--- START Document excerpt ---

GOP tackles climate change: Three
former Campbell advisers work to slow global warming
September 4, 2006, The State
by Sammy Fretwell
When he hung up the phone at his Washington office one day
last year, Tucker Eskew wondered about the conversation he
had just completed.
The former spokesman for Gov. Carroll Campbell, a Republican,
had been asked to help an environmental group fight against
global warming, long-considered a Democratic cause championed
by the likes of former Vice President Al Gore.
“That was certainly a new and different prospect for
my business,” said Eskew, now a political strategist
and consultant. “But I went from, ‘You’ve
got to be kidding,’ to ‘I’ve got to think
about this.’”
Today, Eskew is one of three former Campbell advisers hired
by Environmental Defense to map strategy for stemming global
warming.
Whit Ayres, a former senior policy adviser to Campbell, and
one-time Campbell campaign organizer Tony Denny are involved
in polling and grass-roots work for Environmental Defense.
None classifies himself as an environmentalist, but each said
the organization’s approach is appealing.
The 39-year-old group favors involving business and industry
in efforts to fight global warming, instead of relying only
on government regulation. Group officials say the United States
can develop an economy that can help solve the climate-change
crisis.
“We went to work with a measure of skepticism, but came
out believing they were really interested in getting something
done,” Ayres said. “This was not your typical left-wing
environmental group running around screaming ‘the sky
is falling.’ It is a group of fairly pragmatic people.”
Environmental Defense would not divulge how much it is paying
Eskew, Ayres and Denny.
But Steve Cochran, who directs the national climate campaign
for Environmental Defense, said the nonprofit organization
needed their help. It hired the Republican trio to persuade
conservative GOP members that global warming is a threat that
can’t be ignored.
“We decided we needed to be talking with people who
didn’t already agree with us,” Cochran said. “A
lot of the people did agree with us, but there were not enough
of them.”
Eskew, Ayres and Denny worked under Campbell, whom many credit
with reviving the state Republican Party in the late 1980s.
Today, South Carolina is solidly a GOP state.
Campbell, who died last year, brought thousands of high-paying
jobs to the state through his emphasis on economic development.
But conservation groups claimed he didn’t focus enough
on environmental protection.
Bob Wislinski, a Columbia Democrat working with Denny on climate
change issues in South Carolina, said Eskew, Ayres and Denny
are showing that global warming concerns cross party boundaries.
He also noted that U.S. Sen. Lindsey Graham, R-S.C., has become
a leader in the climate change debate.
“They are conservative and they are Republican, but
they are for doing something about climate change,” he
said.
Dick Harpootlian, a former state Democratic Party chairman,
said South Carolina Republicans should have embraced the need
to fight global warming long ago. He said the biggest obstacle
today is getting President Bush to do more to fight global
warming.

--- END Document excerpt ---

• Written instruction 1:
Answer each question using the article on former Campbell advisers working against global warming.
(a) Which organization hired Eskew, Ayres and Denny?
(b) According to Cochran, what were the three Republicans hired to persuade conservative GOP members of?
(c) What did Harpootlian call the biggest obstacle today?
• Written instruction 2:
Write the next few sentences of the article on former Campbell advisers working against global warming, picking up after its final sentence.

--- START Extracted entries ---

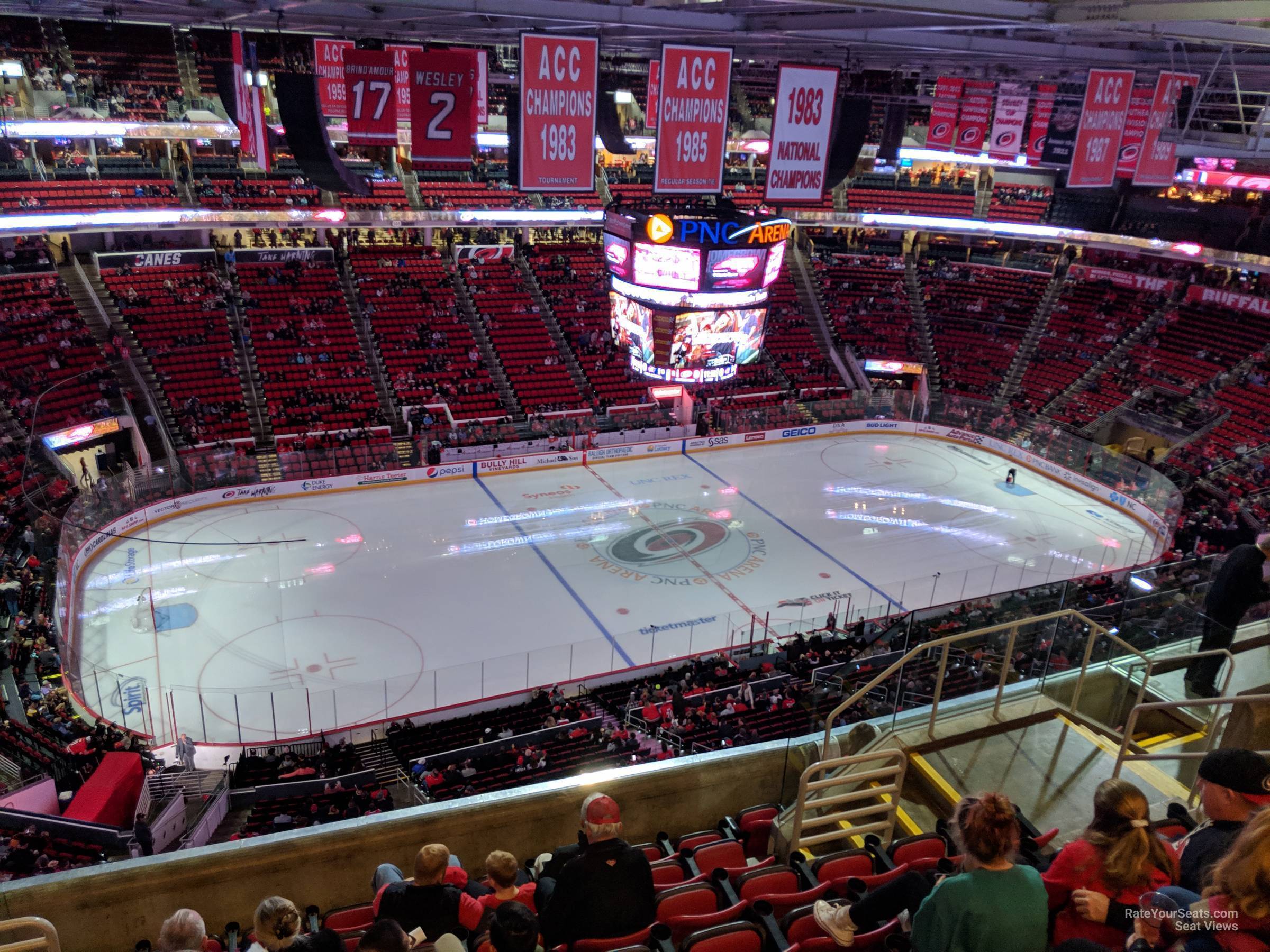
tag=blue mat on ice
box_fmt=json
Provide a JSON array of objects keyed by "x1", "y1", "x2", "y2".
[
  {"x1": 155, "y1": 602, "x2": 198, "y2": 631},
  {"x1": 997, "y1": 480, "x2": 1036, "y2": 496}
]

--- END Extracted entries ---
--- START Extracted entries ---

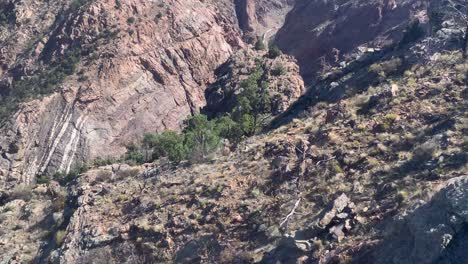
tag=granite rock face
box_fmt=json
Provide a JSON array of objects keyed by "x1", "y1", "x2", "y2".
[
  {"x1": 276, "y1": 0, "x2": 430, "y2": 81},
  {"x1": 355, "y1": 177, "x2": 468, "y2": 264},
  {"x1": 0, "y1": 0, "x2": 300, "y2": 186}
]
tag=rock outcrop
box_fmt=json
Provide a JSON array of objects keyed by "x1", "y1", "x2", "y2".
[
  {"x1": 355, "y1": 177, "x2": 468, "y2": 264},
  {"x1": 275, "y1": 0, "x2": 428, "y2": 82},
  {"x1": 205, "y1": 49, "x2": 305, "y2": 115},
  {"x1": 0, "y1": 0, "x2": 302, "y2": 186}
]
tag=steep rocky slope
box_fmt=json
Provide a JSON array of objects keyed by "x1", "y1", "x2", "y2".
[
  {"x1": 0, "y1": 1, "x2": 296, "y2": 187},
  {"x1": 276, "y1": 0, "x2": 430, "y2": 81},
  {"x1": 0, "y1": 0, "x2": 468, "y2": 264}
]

--- END Extracted entries ---

• Final answer 1:
(a) Environmental Defense.
(b) That global warming is a threat that can't be ignored.
(c) Getting President Bush to do more to fight global warming.

• Final answer 2:
Environmental Defense is a nonpartisan conservation group
with more than 250 employees headquartered in New York. It
works to protect endangered species and sea life in addition
to its efforts to stop global warming.
Formed in 1967 by scientists worried about the pesticide DDT,
the group today claims 400,000 members nationally.
Among those is Teresa Heinz Kerry, wife of former Democratic
presidential candidate John Kerry. She has served as a trustee
with the group.
Environmental Defense is more conservative than other environmental
groups, such as the Sierra Club, Friends of the Earth and the
Natural Resources Defense Council, said James Dellinger, who
tracks nonprofit environmental groups for the Capital Research
Center in Washington.
Eskew, Ayres and Denny said there’s little doubt that
the Earth’s climate is changing. Many scientists say
gases from burning fossil fuels are being trapped in the atmosphere,
which heats the Earth’s surface.
Melting glaciers are contributing to sea-level rise that could
swamp the South Carolina coast in the next several centuries.
The warmer climate also is believed to have kept certain species
of ducks and geese from migrating south during the winter,
frustrating hunters.
“We are within a few decades of irreversible problems” unless
the nation can figure ways to stop the warming, Eskew said.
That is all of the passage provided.